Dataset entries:
*****
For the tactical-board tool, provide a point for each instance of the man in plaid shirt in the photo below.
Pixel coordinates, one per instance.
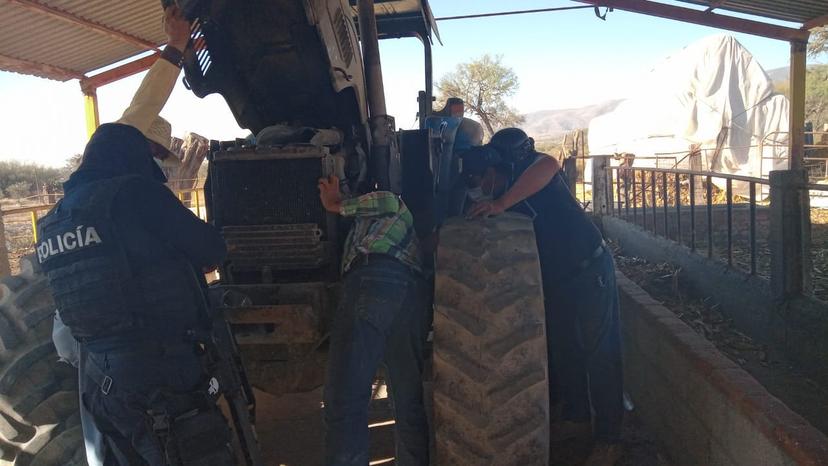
(382, 319)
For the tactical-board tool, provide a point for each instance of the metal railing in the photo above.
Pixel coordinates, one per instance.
(661, 200)
(191, 198)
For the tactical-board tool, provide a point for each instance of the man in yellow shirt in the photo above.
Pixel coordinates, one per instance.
(122, 256)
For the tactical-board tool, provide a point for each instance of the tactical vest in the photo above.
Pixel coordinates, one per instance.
(95, 287)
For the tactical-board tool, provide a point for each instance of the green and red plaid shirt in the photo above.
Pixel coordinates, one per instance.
(382, 225)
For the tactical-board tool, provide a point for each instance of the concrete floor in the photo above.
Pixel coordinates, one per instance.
(291, 433)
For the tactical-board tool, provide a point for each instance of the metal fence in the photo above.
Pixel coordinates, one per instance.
(19, 230)
(670, 203)
(747, 223)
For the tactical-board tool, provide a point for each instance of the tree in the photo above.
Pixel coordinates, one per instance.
(72, 164)
(19, 190)
(819, 41)
(816, 94)
(484, 84)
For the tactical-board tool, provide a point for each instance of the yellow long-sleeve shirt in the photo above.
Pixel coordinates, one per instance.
(151, 96)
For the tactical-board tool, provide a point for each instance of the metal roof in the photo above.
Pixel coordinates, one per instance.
(65, 39)
(794, 11)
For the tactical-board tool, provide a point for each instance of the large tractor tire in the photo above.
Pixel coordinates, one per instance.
(39, 418)
(491, 400)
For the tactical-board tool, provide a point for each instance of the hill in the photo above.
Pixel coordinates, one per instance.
(553, 124)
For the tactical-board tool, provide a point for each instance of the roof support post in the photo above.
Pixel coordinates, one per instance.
(90, 103)
(383, 147)
(5, 267)
(796, 149)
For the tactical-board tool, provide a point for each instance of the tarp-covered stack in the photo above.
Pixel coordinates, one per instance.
(712, 99)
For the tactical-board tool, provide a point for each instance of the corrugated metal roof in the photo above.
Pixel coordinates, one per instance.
(795, 11)
(31, 37)
(39, 43)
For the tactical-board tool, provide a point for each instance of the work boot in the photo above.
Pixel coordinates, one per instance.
(568, 430)
(604, 454)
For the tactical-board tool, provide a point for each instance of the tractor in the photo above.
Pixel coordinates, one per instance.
(305, 77)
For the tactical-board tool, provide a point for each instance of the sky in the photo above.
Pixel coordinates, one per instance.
(562, 59)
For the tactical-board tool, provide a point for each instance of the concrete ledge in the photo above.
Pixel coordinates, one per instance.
(699, 404)
(799, 328)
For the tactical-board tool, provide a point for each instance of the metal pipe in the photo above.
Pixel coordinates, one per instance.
(753, 228)
(692, 212)
(678, 208)
(709, 216)
(664, 202)
(5, 266)
(515, 12)
(369, 39)
(627, 195)
(797, 117)
(655, 203)
(90, 104)
(729, 191)
(429, 75)
(382, 125)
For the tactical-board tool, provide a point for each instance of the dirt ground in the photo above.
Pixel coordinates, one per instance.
(665, 283)
(291, 433)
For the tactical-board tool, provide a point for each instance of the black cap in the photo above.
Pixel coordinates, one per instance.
(479, 158)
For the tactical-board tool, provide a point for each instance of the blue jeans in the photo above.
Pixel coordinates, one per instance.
(382, 319)
(584, 342)
(154, 377)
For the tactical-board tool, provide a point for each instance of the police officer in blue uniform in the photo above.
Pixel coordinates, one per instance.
(124, 259)
(578, 273)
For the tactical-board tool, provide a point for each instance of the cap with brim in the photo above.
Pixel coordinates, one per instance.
(160, 132)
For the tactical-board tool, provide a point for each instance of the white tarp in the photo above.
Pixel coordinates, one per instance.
(714, 97)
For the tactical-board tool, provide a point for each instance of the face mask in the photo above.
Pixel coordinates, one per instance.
(476, 195)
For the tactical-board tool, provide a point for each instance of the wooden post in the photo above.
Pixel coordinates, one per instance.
(790, 234)
(797, 119)
(5, 266)
(90, 103)
(601, 185)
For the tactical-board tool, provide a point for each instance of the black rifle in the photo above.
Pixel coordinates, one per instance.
(224, 365)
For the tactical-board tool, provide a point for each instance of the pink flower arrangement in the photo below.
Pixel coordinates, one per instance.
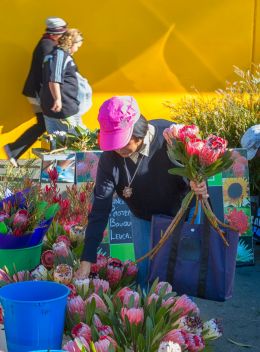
(82, 330)
(47, 259)
(237, 219)
(99, 302)
(214, 147)
(76, 305)
(77, 345)
(61, 249)
(134, 315)
(185, 305)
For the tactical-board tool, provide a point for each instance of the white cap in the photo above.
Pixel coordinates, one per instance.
(251, 141)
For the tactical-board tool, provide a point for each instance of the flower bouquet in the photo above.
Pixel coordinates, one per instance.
(197, 160)
(132, 321)
(24, 219)
(82, 139)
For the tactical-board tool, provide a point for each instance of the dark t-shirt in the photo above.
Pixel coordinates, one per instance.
(155, 191)
(60, 67)
(33, 81)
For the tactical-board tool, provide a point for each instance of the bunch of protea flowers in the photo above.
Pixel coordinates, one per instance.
(23, 212)
(129, 320)
(116, 272)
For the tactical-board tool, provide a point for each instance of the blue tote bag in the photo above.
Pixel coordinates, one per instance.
(194, 259)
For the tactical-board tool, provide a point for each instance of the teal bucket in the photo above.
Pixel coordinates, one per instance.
(34, 315)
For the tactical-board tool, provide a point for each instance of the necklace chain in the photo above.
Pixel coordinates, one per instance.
(129, 179)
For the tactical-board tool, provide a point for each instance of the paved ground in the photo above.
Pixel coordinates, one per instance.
(241, 314)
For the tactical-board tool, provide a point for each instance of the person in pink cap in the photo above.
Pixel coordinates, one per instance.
(135, 165)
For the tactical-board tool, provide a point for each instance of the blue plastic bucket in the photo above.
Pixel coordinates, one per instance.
(34, 314)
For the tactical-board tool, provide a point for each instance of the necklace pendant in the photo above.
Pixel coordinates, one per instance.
(127, 192)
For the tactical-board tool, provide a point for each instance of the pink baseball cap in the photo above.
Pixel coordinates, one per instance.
(117, 117)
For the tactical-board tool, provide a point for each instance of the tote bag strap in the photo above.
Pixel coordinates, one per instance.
(204, 255)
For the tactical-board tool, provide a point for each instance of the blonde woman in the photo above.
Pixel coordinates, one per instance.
(64, 90)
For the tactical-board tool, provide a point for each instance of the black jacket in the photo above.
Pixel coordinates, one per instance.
(33, 82)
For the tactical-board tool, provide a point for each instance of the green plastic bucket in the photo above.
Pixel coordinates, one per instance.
(20, 259)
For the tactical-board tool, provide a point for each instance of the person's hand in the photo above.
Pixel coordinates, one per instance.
(83, 271)
(200, 189)
(57, 105)
(171, 132)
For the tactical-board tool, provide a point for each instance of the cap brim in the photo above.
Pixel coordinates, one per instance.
(115, 139)
(251, 153)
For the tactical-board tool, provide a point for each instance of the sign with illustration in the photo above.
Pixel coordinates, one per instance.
(230, 198)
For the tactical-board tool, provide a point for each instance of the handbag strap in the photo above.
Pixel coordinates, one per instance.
(203, 271)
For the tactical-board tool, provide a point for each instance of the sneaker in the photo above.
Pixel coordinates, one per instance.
(9, 155)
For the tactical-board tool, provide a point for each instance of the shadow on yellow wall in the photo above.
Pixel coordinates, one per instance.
(149, 48)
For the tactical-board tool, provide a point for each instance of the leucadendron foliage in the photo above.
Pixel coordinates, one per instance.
(228, 113)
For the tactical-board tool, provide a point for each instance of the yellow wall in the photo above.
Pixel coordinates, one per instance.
(153, 49)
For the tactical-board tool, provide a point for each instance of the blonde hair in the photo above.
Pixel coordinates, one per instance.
(69, 38)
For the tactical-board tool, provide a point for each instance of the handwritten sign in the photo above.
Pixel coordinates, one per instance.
(120, 225)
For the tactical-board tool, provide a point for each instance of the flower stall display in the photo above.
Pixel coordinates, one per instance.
(24, 219)
(100, 318)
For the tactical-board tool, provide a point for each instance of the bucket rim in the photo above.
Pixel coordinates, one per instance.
(20, 249)
(65, 295)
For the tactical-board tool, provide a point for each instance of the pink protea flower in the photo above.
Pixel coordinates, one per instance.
(237, 219)
(76, 305)
(100, 264)
(172, 131)
(114, 271)
(168, 302)
(176, 335)
(102, 345)
(169, 346)
(21, 276)
(65, 239)
(73, 290)
(63, 274)
(192, 324)
(121, 293)
(97, 322)
(163, 285)
(128, 296)
(105, 330)
(60, 249)
(152, 297)
(82, 285)
(53, 174)
(76, 345)
(185, 305)
(20, 222)
(212, 150)
(194, 146)
(212, 329)
(40, 273)
(187, 132)
(100, 284)
(99, 302)
(82, 330)
(4, 276)
(130, 268)
(3, 216)
(47, 259)
(134, 315)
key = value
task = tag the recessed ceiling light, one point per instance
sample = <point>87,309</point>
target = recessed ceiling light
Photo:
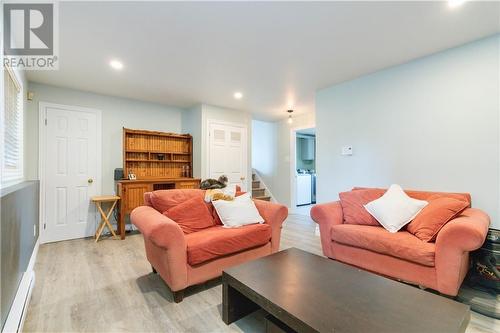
<point>116,64</point>
<point>455,3</point>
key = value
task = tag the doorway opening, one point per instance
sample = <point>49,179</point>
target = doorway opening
<point>305,169</point>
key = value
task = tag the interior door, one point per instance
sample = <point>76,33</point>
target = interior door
<point>228,153</point>
<point>70,170</point>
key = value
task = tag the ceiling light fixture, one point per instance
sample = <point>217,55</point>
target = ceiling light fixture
<point>116,64</point>
<point>290,120</point>
<point>455,3</point>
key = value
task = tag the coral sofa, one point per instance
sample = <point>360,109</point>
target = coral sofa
<point>440,265</point>
<point>184,260</point>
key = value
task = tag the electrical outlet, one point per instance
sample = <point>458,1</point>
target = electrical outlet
<point>347,150</point>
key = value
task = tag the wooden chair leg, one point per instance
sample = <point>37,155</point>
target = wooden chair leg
<point>178,296</point>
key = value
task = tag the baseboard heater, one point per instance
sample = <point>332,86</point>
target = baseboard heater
<point>17,313</point>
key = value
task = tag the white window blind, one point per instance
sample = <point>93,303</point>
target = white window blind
<point>12,129</point>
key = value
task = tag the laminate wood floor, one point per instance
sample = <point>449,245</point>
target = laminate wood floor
<point>82,286</point>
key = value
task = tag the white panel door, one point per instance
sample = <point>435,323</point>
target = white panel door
<point>71,168</point>
<point>228,153</point>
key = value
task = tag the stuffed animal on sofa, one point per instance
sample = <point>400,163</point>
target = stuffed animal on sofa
<point>211,183</point>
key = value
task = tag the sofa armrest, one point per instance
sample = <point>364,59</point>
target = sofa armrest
<point>326,216</point>
<point>274,214</point>
<point>158,228</point>
<point>454,241</point>
<point>165,244</point>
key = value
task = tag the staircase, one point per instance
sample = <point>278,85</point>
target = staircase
<point>259,191</point>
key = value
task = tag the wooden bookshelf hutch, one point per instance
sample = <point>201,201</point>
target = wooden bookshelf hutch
<point>160,161</point>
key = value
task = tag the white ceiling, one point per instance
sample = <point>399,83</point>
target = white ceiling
<point>278,54</point>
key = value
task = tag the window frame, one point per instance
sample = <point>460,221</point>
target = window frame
<point>11,177</point>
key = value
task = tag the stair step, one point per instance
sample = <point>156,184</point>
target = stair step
<point>258,192</point>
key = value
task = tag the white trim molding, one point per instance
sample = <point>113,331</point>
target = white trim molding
<point>18,310</point>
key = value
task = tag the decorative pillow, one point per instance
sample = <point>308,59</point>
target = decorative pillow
<point>395,208</point>
<point>434,216</point>
<point>214,212</point>
<point>353,203</point>
<point>241,211</point>
<point>191,215</point>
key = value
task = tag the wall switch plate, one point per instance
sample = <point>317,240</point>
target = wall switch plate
<point>347,150</point>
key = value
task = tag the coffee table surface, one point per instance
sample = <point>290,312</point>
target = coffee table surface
<point>311,293</point>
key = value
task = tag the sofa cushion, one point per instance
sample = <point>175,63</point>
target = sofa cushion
<point>401,244</point>
<point>425,195</point>
<point>191,215</point>
<point>163,200</point>
<point>433,217</point>
<point>218,241</point>
<point>353,203</point>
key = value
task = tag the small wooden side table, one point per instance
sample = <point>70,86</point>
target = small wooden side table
<point>99,200</point>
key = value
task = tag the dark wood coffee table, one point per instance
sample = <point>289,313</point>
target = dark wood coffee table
<point>310,293</point>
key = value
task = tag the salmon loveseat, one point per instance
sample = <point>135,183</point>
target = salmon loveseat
<point>184,260</point>
<point>440,265</point>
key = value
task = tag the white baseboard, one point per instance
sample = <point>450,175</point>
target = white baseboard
<point>17,313</point>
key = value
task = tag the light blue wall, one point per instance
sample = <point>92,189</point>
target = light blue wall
<point>116,113</point>
<point>264,150</point>
<point>431,124</point>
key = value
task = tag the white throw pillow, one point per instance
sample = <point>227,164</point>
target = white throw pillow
<point>241,211</point>
<point>395,208</point>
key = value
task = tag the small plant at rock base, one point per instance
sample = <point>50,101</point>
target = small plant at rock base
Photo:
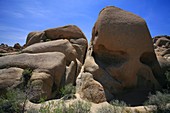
<point>68,91</point>
<point>115,106</point>
<point>61,107</point>
<point>160,101</point>
<point>79,107</point>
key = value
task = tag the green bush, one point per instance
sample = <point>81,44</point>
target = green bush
<point>67,91</point>
<point>116,106</point>
<point>60,107</point>
<point>12,101</point>
<point>160,101</point>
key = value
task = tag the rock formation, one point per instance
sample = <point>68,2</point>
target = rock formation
<point>55,57</point>
<point>120,61</point>
<point>162,50</point>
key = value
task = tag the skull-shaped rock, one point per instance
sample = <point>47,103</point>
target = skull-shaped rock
<point>121,56</point>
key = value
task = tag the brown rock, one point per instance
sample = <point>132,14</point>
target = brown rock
<point>63,46</point>
<point>162,41</point>
<point>41,84</point>
<point>121,55</point>
<point>10,78</point>
<point>90,89</point>
<point>65,32</point>
<point>34,37</point>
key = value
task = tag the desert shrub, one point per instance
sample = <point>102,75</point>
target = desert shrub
<point>67,91</point>
<point>12,101</point>
<point>79,107</point>
<point>60,107</point>
<point>160,101</point>
<point>115,106</point>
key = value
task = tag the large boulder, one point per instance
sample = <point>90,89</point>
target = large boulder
<point>34,37</point>
<point>48,70</point>
<point>121,57</point>
<point>65,32</point>
<point>10,78</point>
<point>63,46</point>
<point>70,33</point>
<point>162,50</point>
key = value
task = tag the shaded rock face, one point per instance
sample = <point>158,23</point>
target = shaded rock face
<point>55,57</point>
<point>121,58</point>
<point>162,50</point>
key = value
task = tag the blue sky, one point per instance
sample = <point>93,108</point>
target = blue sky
<point>19,17</point>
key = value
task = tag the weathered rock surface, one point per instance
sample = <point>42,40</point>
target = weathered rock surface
<point>63,46</point>
<point>55,57</point>
<point>162,50</point>
<point>121,57</point>
<point>4,48</point>
<point>10,78</point>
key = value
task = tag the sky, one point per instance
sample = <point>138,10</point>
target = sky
<point>19,17</point>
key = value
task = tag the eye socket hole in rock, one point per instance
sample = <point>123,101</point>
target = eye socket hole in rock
<point>107,58</point>
<point>148,58</point>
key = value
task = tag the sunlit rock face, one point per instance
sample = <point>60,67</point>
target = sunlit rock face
<point>120,59</point>
<point>55,57</point>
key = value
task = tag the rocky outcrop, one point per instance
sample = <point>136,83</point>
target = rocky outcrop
<point>120,62</point>
<point>55,57</point>
<point>121,59</point>
<point>162,50</point>
<point>4,48</point>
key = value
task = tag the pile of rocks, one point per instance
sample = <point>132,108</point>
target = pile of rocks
<point>4,48</point>
<point>120,62</point>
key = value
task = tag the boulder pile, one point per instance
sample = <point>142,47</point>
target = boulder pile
<point>119,63</point>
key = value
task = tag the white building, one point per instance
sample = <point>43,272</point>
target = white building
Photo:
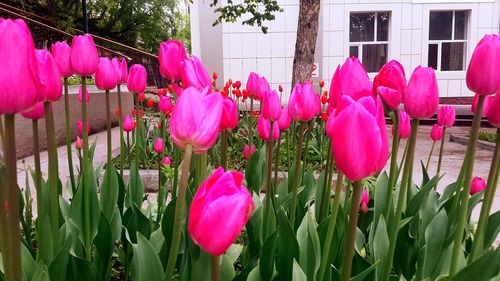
<point>437,33</point>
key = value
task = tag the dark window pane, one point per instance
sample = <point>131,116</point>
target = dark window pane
<point>460,25</point>
<point>362,27</point>
<point>432,58</point>
<point>452,56</point>
<point>374,56</point>
<point>353,51</point>
<point>382,26</point>
<point>440,25</point>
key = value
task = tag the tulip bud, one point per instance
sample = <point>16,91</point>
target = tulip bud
<point>421,99</point>
<point>482,73</point>
<point>106,76</point>
<point>172,53</point>
<point>19,77</point>
<point>61,52</point>
<point>221,195</point>
<point>84,56</point>
<point>436,132</point>
<point>446,116</point>
<point>247,151</point>
<point>137,78</point>
<point>196,119</point>
<point>477,185</point>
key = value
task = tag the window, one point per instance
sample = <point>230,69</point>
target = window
<point>447,40</point>
<point>369,38</point>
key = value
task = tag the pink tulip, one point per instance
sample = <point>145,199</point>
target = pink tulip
<point>19,77</point>
<point>421,99</point>
<point>159,146</point>
<point>35,113</point>
<point>271,106</point>
<point>446,116</point>
<point>84,56</point>
<point>172,53</point>
<point>166,161</point>
<point>195,119</point>
<point>436,132</point>
<point>482,73</point>
<point>50,78</point>
<point>404,125</point>
<point>247,151</point>
<point>80,95</point>
<point>477,185</point>
<point>137,78</point>
<point>351,79</point>
<point>365,200</point>
<point>165,104</point>
<point>106,76</point>
<point>220,209</point>
<point>128,124</point>
<point>360,144</point>
<point>229,119</point>
<point>493,112</point>
<point>194,74</point>
<point>263,128</point>
<point>61,52</point>
<point>285,120</point>
<point>304,103</point>
<point>79,126</point>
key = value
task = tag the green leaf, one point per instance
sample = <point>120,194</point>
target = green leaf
<point>146,265</point>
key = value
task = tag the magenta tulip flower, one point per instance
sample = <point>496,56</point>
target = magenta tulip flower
<point>50,78</point>
<point>106,76</point>
<point>482,73</point>
<point>19,77</point>
<point>304,103</point>
<point>61,52</point>
<point>159,146</point>
<point>477,185</point>
<point>172,53</point>
<point>84,56</point>
<point>365,200</point>
<point>263,128</point>
<point>248,151</point>
<point>220,209</point>
<point>128,124</point>
<point>421,99</point>
<point>229,119</point>
<point>271,106</point>
<point>195,119</point>
<point>165,104</point>
<point>493,112</point>
<point>35,113</point>
<point>285,120</point>
<point>351,79</point>
<point>194,74</point>
<point>360,144</point>
<point>446,116</point>
<point>137,78</point>
<point>436,132</point>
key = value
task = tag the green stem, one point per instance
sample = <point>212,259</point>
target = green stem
<point>296,175</point>
<point>464,196</point>
<point>441,149</point>
<point>351,234</point>
<point>489,195</point>
<point>11,246</point>
<point>430,155</point>
<point>393,229</point>
<point>69,149</point>
<point>178,216</point>
<point>331,227</point>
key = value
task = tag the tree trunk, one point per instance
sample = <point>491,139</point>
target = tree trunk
<point>305,46</point>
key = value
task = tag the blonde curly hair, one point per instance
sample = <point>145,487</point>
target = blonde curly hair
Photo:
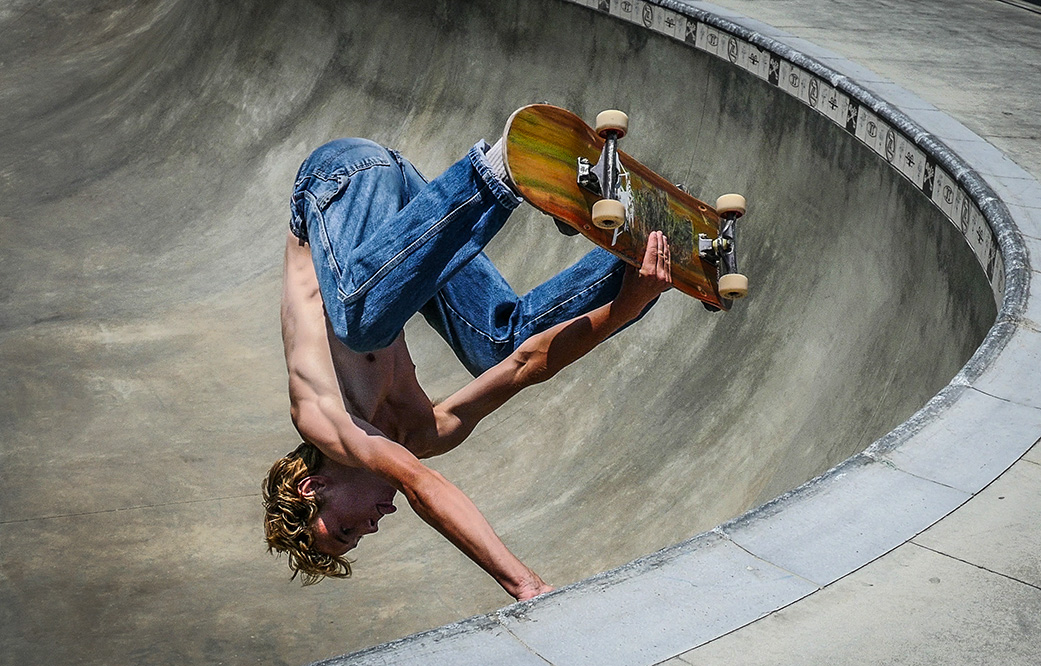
<point>288,516</point>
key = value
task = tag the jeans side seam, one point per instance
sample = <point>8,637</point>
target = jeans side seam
<point>541,315</point>
<point>474,328</point>
<point>327,242</point>
<point>398,258</point>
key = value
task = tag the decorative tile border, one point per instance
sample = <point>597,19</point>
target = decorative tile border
<point>835,98</point>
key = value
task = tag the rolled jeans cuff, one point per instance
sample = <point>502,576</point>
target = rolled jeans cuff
<point>501,190</point>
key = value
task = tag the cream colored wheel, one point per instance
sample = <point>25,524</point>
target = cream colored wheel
<point>733,286</point>
<point>608,213</point>
<point>730,203</point>
<point>612,120</point>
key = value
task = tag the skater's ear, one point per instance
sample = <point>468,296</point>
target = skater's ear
<point>311,486</point>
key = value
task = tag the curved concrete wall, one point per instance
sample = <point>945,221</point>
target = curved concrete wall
<point>144,184</point>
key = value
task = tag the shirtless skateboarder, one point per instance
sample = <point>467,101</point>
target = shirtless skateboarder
<point>371,244</point>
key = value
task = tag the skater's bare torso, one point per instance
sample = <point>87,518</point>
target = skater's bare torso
<point>378,388</point>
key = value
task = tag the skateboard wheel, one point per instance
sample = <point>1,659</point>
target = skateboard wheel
<point>730,203</point>
<point>733,286</point>
<point>612,121</point>
<point>608,213</point>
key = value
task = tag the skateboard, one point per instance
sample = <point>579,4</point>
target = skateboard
<point>577,175</point>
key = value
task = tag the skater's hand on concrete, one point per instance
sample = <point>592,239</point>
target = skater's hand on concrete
<point>642,285</point>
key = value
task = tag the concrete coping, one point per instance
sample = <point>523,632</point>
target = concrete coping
<point>968,434</point>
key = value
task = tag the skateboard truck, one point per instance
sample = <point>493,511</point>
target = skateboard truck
<point>604,177</point>
<point>721,251</point>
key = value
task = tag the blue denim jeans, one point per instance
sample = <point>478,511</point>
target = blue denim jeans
<point>386,245</point>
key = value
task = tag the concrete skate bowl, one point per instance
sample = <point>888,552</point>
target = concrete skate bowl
<point>148,156</point>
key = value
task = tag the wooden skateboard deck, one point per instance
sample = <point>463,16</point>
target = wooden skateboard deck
<point>542,147</point>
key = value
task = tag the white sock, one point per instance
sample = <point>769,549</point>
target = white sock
<point>498,162</point>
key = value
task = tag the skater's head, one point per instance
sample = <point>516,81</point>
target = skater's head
<point>318,510</point>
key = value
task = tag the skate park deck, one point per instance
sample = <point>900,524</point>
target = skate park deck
<point>149,157</point>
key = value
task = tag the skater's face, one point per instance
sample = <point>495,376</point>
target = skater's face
<point>352,504</point>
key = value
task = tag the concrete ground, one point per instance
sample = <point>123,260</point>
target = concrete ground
<point>967,590</point>
<point>148,150</point>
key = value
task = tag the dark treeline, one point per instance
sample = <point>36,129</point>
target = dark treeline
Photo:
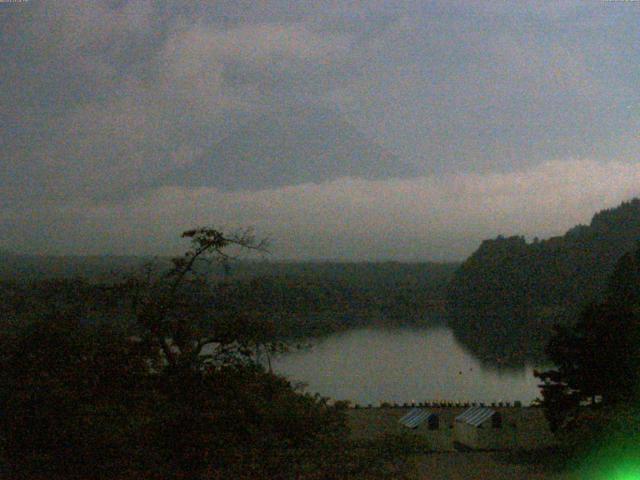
<point>158,375</point>
<point>300,299</point>
<point>590,395</point>
<point>506,297</point>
*****
**PROBLEM**.
Copy out, in full, each line above that has the word "tarp" in it.

**TASK SOLUTION**.
For the tactical-board tool, provide a point for each instance of the tarp-covered stack in the photo above.
For the tactical-board tool, provide a point for each instance of the white tarp in the photo above.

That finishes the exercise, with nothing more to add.